RESEARCH CENTERS InTrans, BEC
SPONSORS

Iowa Department of Transportation

Researchers
Principal Investigator
Brent Phares

Bridge Research Engineer, BEC

About the research

The load capacities of U-bolt connections used in Iowa Department of Transportation (DOT) steel overhead sign trusses are not known because they are used in ways that do not match available manufacturer data. Although these U-bolt connections appear to have performed satisfactorily in the past, in recent years there has been a growing safety concern because of the need for overhead sign trusses to support larger signs at greater span lengths.

As indicated by the Office of Bridges and Structures (OBS) at the Iowa DOT, it is imperative to determine if the U-bolt connections have adequate strength to safely perform in the current overhead sign support structures as well as in future ones that will need to resist even greater loads.

In 2015, OBS and the Bridge Engineering Center of the Institute of Transportation at Iowa State University conducted a literature search to determine if any acceptable U-bolt capacity information was available in the form of load test data, computer modeling (i.e., finite-element model) results, or verified engineering formulas. When no useful information was found, OBS distributed a questionnaire pertaining to U-bolt capacities to state DOTs through the AASHTO Subcommittee on Bridges and Structures. Fourteen state DOTs responded to the questionnaire, confirming that little U-bolt load capacity research and theoretical design has been done.

The objective of this research is to develop effective and efficient calculation methodologies to realistically estimate the capacity of the U-bolt connections specified in the actual SOST design standards. To achieve the goal, an experimental program is proposed to load test U-bolt connections of the same dimensional and material properties as used in the actual SOST design standards. A numerical program is also proposed to assist in understanding the actual behaviors and failure modes of the U-bolt connections after the numerical models are validated against the load test data. Based on the experimental and numerical results, simplified empirical formulae will be developed for the purposes of estimating the capacity of U-bolt connections.
──────
Exercise set
(1) According to the research summary, how many state DOTs responded to the questionnaire on U-bolt capacities?
(2) List every line of the records that contains the word "woman".

Excerpted records
──────
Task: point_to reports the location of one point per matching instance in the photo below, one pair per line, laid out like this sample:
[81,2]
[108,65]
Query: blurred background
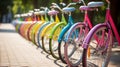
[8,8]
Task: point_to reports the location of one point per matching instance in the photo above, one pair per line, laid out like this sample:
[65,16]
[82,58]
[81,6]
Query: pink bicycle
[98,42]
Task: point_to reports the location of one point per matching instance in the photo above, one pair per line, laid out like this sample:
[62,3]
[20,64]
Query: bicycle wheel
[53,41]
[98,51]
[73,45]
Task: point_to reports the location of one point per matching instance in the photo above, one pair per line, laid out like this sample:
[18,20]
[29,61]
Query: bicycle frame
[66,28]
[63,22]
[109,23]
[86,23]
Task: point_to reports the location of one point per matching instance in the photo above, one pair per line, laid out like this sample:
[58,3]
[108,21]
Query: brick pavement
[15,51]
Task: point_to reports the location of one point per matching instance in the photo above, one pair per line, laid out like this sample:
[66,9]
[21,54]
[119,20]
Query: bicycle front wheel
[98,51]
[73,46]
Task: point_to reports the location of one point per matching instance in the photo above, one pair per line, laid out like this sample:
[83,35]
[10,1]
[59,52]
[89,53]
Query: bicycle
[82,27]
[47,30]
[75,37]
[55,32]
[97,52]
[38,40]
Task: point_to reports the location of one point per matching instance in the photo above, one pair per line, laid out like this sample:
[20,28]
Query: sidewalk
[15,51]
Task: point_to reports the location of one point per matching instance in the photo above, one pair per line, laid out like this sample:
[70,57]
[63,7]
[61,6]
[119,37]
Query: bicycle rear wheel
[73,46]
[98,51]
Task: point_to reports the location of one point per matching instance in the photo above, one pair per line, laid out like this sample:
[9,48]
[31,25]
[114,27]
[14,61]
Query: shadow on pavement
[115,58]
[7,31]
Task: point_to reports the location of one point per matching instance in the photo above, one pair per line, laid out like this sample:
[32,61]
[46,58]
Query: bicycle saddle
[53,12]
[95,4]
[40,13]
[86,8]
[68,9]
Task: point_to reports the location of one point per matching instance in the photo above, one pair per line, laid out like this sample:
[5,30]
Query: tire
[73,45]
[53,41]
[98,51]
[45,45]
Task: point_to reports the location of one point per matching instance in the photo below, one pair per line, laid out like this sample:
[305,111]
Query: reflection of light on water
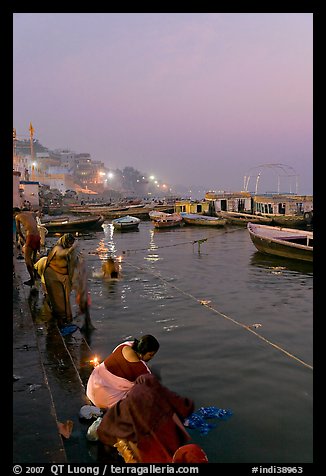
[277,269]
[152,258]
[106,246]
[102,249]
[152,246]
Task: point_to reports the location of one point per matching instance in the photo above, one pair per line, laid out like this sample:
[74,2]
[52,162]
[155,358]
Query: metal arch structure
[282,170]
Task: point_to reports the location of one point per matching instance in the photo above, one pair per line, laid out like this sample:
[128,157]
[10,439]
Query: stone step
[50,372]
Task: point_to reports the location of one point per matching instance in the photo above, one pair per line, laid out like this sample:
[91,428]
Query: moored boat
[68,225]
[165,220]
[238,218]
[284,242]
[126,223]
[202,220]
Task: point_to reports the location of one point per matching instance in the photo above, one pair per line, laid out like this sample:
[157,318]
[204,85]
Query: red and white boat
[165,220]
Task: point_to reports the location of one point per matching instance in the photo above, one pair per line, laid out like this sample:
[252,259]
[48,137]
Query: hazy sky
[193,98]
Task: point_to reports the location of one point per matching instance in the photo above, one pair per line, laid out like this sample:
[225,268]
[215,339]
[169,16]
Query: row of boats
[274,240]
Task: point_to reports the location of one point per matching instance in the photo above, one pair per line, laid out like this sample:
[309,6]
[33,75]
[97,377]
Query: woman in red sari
──────
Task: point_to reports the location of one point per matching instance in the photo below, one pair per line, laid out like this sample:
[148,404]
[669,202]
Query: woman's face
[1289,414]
──────
Full solutions
(1) Fourteen state DOTs responded.

(2)
Query: woman in red sari
Query: woman's face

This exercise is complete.